SESSION DE 2003-2004

13 MAI 2004


Proposition de loi modifiant la loi du 4 août 1996 relative au bien-être des travailleurs lors de l'exécution de leur travail, en ce qui concerne la protection contre le harcèlement au travail

(Déposée par Mme Mia De Schamphelaere)


DÉVELOPPEMENTS


Le problème de la violence psychique et du harcèlement se pose fréquemment, mais notre société le sous-estime encore bien trop souvent. Le CD&V est dès lors tout à fait gagné à l'idée qu'il faut développer des solutions effectives pour ce problème.

C'est pourquoi la loi du 11 juin 2002 relative à la protection contre la violence et le harcèlement moral ou sexuel au travail a représenté un important pas en avant sur le plan des principes. Force est toutefois de constater que cette loi, qui a inséré de nouvelles dispositions dans la loi du 4 août 1996 relative au bien-être des travailleurs lors de l'exécution de leur travail, manque d'efficacité et d'efficience.

Ensemble d'enregistrements:
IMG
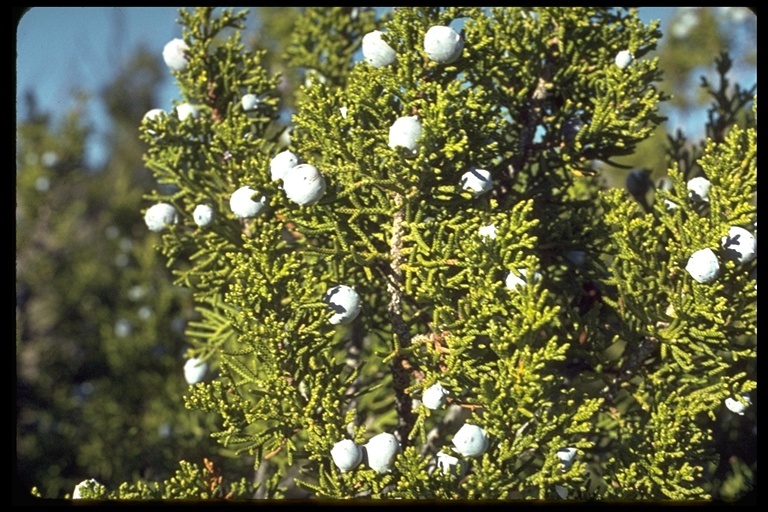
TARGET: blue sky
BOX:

* * *

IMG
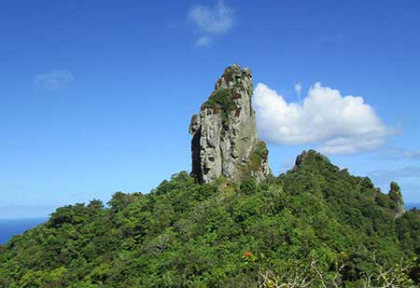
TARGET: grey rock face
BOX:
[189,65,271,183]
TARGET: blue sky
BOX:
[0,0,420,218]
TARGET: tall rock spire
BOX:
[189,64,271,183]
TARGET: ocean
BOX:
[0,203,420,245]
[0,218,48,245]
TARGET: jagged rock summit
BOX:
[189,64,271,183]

---

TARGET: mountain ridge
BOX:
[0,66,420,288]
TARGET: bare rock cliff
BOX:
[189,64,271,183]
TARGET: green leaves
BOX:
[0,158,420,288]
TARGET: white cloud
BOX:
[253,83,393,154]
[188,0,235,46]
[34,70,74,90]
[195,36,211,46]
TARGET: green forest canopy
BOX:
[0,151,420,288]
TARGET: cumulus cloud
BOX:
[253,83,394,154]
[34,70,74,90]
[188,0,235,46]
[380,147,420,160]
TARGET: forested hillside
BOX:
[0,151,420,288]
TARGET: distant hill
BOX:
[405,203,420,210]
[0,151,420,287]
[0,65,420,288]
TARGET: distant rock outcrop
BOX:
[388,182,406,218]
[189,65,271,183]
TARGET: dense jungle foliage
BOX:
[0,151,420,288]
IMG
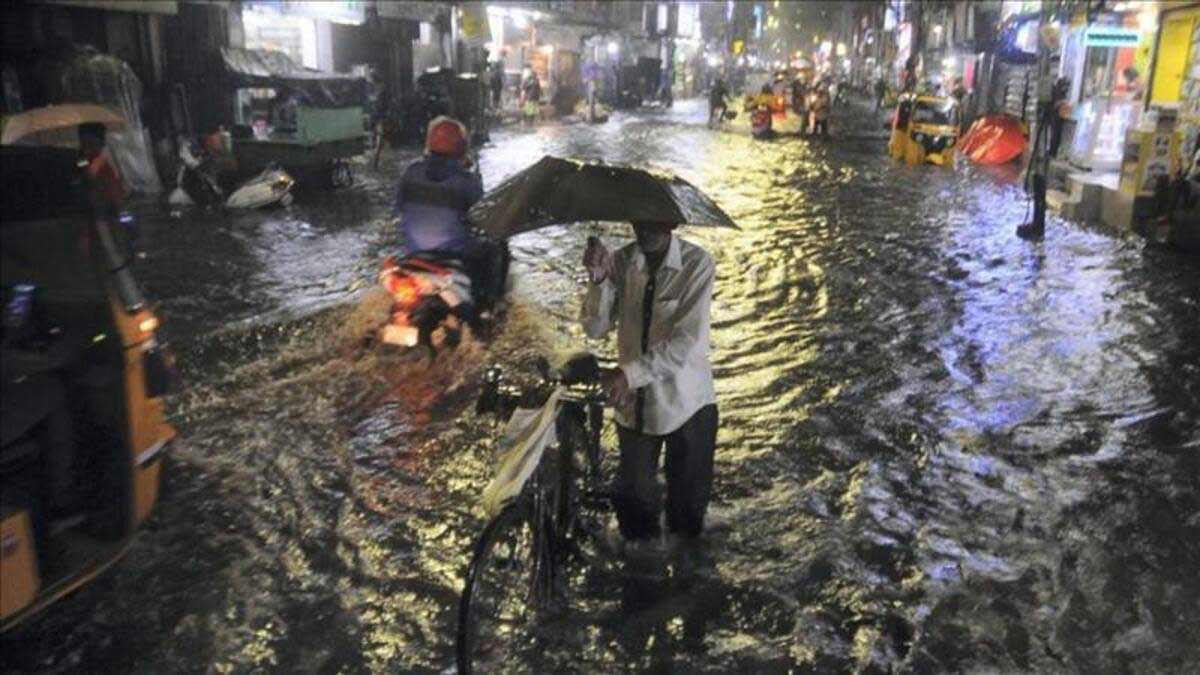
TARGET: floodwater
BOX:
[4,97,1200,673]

Travail demandé:
1) Recopiez à l'identique un passage de la proposition de loi sur le harcèlement au travail : commencez aux mots « DÉVELOPPEMENTS » et arrêtez-vous après les mots « d'efficacité et d'efficience. ».
2) Continuez la proposition de loi sur le harcèlement au travail à partir de l'endroit où elle s'interrompt.
Les enregistrements forment un matériau indépendant de la proposition de loi.

Corrigé par consigne:
1)
DÉVELOPPEMENTS


Le problème de la violence psychique et du harcèlement se pose fréquemment, mais notre société le sous-estime encore bien trop souvent. Le CD&V est dès lors tout à fait gagné à l'idée qu'il faut développer des solutions effectives pour ce problème.

C'est pourquoi la loi du 11 juin 2002 relative à la protection contre la violence et le harcèlement moral ou sexuel au travail a représenté un important pas en avant sur le plan des principes. Force est toutefois de constater que cette loi, qui a inséré de nouvelles dispositions dans la loi du 4 août 1996 relative au bien-être des travailleurs lors de l'exécution de leur travail, manque d'efficacité et d'efficience.

2)
Alors que la loi du 11 juin 2002 a opté pour une juridisation à l'excès des relations de travail par le biais de procédures et de mesures de protection complexes, il importe de mettre l'accent sur la nécessité de créer une atmosphère de travail excluant d'avance le harcèlement. La réglementation légale actuelle ne prévient en effet pas l'apparition du problème du harcèlement, mais elle prévoit une nouvelle procédure de plainte et une nouvelle fonction de médiation externe.

La présente proposition de loi a pour objet de corriger les points faibles de cette loi et d'offrir au travailleur une protection meilleure et plus effective contre le harcèlement, le tout dans une perspective préventive favorable à l'entreprise.

En effet, la législation actuelle, telle qu'elle a été insérée par la loi du 11 juin 2002, manque d'efficacité sur plusieurs points.

a) Inversion de la charge de la preuve

En vertu de la réglementation actuelle, l'employeur doit fournir la preuve que la plainte du travailleur n'est pas fondée. À cet égard, il suffit que le travailleur ait un sentiment subjectif de harcèlement pour qu'il puisse déposer une plainte et engager une procédure juridique. Il va de soi que pareille législation devait engendrer des abus.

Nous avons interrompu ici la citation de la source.